Content starts
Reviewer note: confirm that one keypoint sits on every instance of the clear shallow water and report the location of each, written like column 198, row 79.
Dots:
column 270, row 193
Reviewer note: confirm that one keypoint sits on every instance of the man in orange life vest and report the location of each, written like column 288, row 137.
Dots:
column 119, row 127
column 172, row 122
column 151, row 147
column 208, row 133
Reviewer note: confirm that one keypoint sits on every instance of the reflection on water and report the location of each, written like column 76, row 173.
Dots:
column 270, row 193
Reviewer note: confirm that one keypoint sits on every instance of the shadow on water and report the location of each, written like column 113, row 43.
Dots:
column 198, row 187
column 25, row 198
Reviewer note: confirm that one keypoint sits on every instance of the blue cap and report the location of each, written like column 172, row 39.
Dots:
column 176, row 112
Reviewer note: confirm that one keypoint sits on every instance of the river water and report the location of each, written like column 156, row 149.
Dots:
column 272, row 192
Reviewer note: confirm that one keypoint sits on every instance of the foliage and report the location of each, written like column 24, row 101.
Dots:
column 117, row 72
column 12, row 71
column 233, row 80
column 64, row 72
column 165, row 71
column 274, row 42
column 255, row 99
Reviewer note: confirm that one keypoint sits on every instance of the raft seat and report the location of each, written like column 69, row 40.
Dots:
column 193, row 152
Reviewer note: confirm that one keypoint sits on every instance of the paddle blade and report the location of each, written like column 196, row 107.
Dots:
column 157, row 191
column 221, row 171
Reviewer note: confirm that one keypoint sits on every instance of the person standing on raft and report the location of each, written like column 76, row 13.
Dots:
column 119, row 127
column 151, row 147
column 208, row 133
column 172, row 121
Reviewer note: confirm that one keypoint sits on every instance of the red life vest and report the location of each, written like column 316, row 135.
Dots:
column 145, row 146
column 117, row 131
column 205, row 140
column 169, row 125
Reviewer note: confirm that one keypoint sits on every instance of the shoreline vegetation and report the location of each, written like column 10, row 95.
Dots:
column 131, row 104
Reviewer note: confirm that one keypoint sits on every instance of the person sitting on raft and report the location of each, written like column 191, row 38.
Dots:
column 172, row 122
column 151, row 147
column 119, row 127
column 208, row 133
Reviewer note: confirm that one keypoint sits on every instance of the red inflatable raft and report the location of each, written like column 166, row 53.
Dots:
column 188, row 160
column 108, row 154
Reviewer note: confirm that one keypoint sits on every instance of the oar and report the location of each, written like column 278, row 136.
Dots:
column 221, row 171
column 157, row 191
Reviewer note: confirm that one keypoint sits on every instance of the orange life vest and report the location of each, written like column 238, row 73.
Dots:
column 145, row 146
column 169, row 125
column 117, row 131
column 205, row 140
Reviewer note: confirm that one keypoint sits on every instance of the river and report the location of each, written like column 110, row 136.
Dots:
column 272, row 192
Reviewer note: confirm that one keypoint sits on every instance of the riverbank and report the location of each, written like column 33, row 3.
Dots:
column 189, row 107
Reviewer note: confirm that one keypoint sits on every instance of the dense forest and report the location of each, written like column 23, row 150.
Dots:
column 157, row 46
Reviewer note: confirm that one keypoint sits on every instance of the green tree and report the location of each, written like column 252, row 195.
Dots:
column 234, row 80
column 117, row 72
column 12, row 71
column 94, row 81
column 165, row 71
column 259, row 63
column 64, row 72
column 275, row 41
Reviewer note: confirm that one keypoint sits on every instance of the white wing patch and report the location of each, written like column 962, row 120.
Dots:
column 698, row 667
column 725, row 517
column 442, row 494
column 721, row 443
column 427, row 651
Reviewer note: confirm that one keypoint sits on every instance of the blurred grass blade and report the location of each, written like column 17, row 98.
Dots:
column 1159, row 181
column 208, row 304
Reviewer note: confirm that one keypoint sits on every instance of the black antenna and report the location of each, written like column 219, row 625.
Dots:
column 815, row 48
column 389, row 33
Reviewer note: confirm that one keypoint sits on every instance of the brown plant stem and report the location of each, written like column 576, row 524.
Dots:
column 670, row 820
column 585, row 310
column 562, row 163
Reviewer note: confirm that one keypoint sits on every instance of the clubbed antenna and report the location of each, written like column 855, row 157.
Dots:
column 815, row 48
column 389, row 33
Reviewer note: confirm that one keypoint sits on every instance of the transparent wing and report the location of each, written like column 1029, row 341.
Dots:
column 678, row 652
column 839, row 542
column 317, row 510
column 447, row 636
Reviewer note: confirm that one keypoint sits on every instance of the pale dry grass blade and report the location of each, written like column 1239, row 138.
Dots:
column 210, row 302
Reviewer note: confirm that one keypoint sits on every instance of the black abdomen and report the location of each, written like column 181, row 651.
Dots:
Content ends
Type out all of the records again, exactly.

Reviewer note: confirm that one keypoint sits on every instance of the clear shallow water and report the location of each, written like column 198, row 79.
Dots:
column 270, row 193
Reviewer note: confirm that one keypoint sits on every instance of the man in orange life vest and report the location of each, written like column 288, row 137.
Dots:
column 119, row 127
column 172, row 122
column 151, row 147
column 208, row 133
Reviewer note: confirm that one keypoint sits on every instance of the reflection on water and report the location of each, written like column 76, row 173.
Dots:
column 270, row 193
Reviewer note: confirm that one keypoint sits on every instance of the shadow on water and report the location of each, written like column 113, row 43.
Dots:
column 198, row 187
column 25, row 198
Reviewer note: confirm that one keypoint sits on every instance of the blue cap and report the location of each, written like column 172, row 39.
Dots:
column 176, row 112
Reviewer note: confirm that one keypoint sits on every instance of the river water and report the location of each, written like column 156, row 149.
Dots:
column 272, row 192
Reviewer note: confirm that one keypoint sits on every instance of the foliage and report the location of each, written like column 24, row 101.
Dots:
column 117, row 72
column 12, row 71
column 233, row 80
column 64, row 72
column 165, row 71
column 274, row 42
column 255, row 99
Reviewer note: confirm that one keypoint sits on every instance of the raft seat and report the location of each, written like column 69, row 40.
Dots:
column 193, row 152
Reviewer note: confirm that one keypoint sits on every instance of the paddle blade and report the location of each, written like column 196, row 107.
Dots:
column 157, row 191
column 221, row 171
Reviewer note: confirm that one keypoint sits on every instance of the person standing on raft and report the location of each, written like column 76, row 13.
Dots:
column 119, row 127
column 151, row 147
column 208, row 133
column 172, row 121
Reviewer note: confirm that one keypoint sits on every instance of the red life vest and report the location of each, written like column 316, row 135.
Dots:
column 145, row 146
column 117, row 131
column 205, row 140
column 169, row 125
Reviewer note: confirm that one keypoint sits on every instance of the shoreline vegetation and report the location of each, written like column 10, row 95.
Dots:
column 131, row 104
Reviewer note: confirm that one keypoint sits on every instance of the person sitting on raft and report the location of each, written like column 191, row 38.
Dots:
column 172, row 122
column 151, row 147
column 119, row 127
column 208, row 133
Reviewer note: confirm that one keypoint sits on every instance of the red inflatable raft and report the location of each, written like column 166, row 53.
Dots:
column 188, row 160
column 108, row 154
Reviewer note: confirm that one keypoint sits on every instance of the oar and report the location of each, written like column 278, row 136.
Dots:
column 221, row 171
column 157, row 191
Reviewer note: confirm that one keypoint sits on every instance of the orange life vest and report the location of each, written like column 238, row 73.
Dots:
column 145, row 146
column 169, row 125
column 117, row 131
column 205, row 140
Reviewer note: confirm that one keypoint sits on every instance of the river and report the location of each, written like column 110, row 136.
Dots:
column 272, row 192
Reviewer note: confirm that one keypoint sits on every instance of the riverbank and report the location of each, written like column 33, row 3.
Dots:
column 189, row 107
Reviewer note: confirm that one keypoint sits on every instance of the dense forest and report the location of each, written like column 23, row 150.
Dots:
column 157, row 46
Reviewer note: confirm that one keypoint sits on every instance of the green tree and report the location of each, written like column 252, row 195.
Dots:
column 234, row 80
column 117, row 72
column 12, row 71
column 94, row 81
column 165, row 71
column 259, row 63
column 64, row 72
column 275, row 41
Reviewer note: confirm that one keypoint sits on every instance of the white wing patch and report the location of each, written like column 962, row 120.
Dots:
column 698, row 667
column 725, row 517
column 442, row 494
column 721, row 443
column 427, row 651
Reviewer note: confirm that one keypoint sits on every instance of the blurred grass blade and report the location of each, written like column 17, row 98.
Dots:
column 1159, row 181
column 208, row 304
Reviewer note: confirm that one keypoint sits on every instance of the black antenna and report the location of each, written like column 219, row 625.
Dots:
column 815, row 48
column 389, row 33
Reviewer note: confirm that one keypoint sits on every instance of the brown plant stem and report the location of each, written like column 576, row 524.
Dots:
column 670, row 820
column 585, row 310
column 562, row 163
Reviewer note: confirm that one keypoint sits on every instance of the clubbed antenna and report the location of each, written like column 855, row 157.
Dots:
column 815, row 48
column 389, row 33
Reviewer note: confirm that one keypoint sits on every instance of the transparent wing and report the location of each, written like column 1029, row 341.
Dots:
column 678, row 652
column 839, row 542
column 317, row 510
column 447, row 636
Reviewer note: confirm that one keypoint sits on every instance of the pale dry grass blade and report the location of each, written like column 1239, row 138.
Dots:
column 210, row 302
Reviewer note: confirm that one keypoint sits on every instance of the black abdomen and report the location of each, written like column 181, row 651.
Dots:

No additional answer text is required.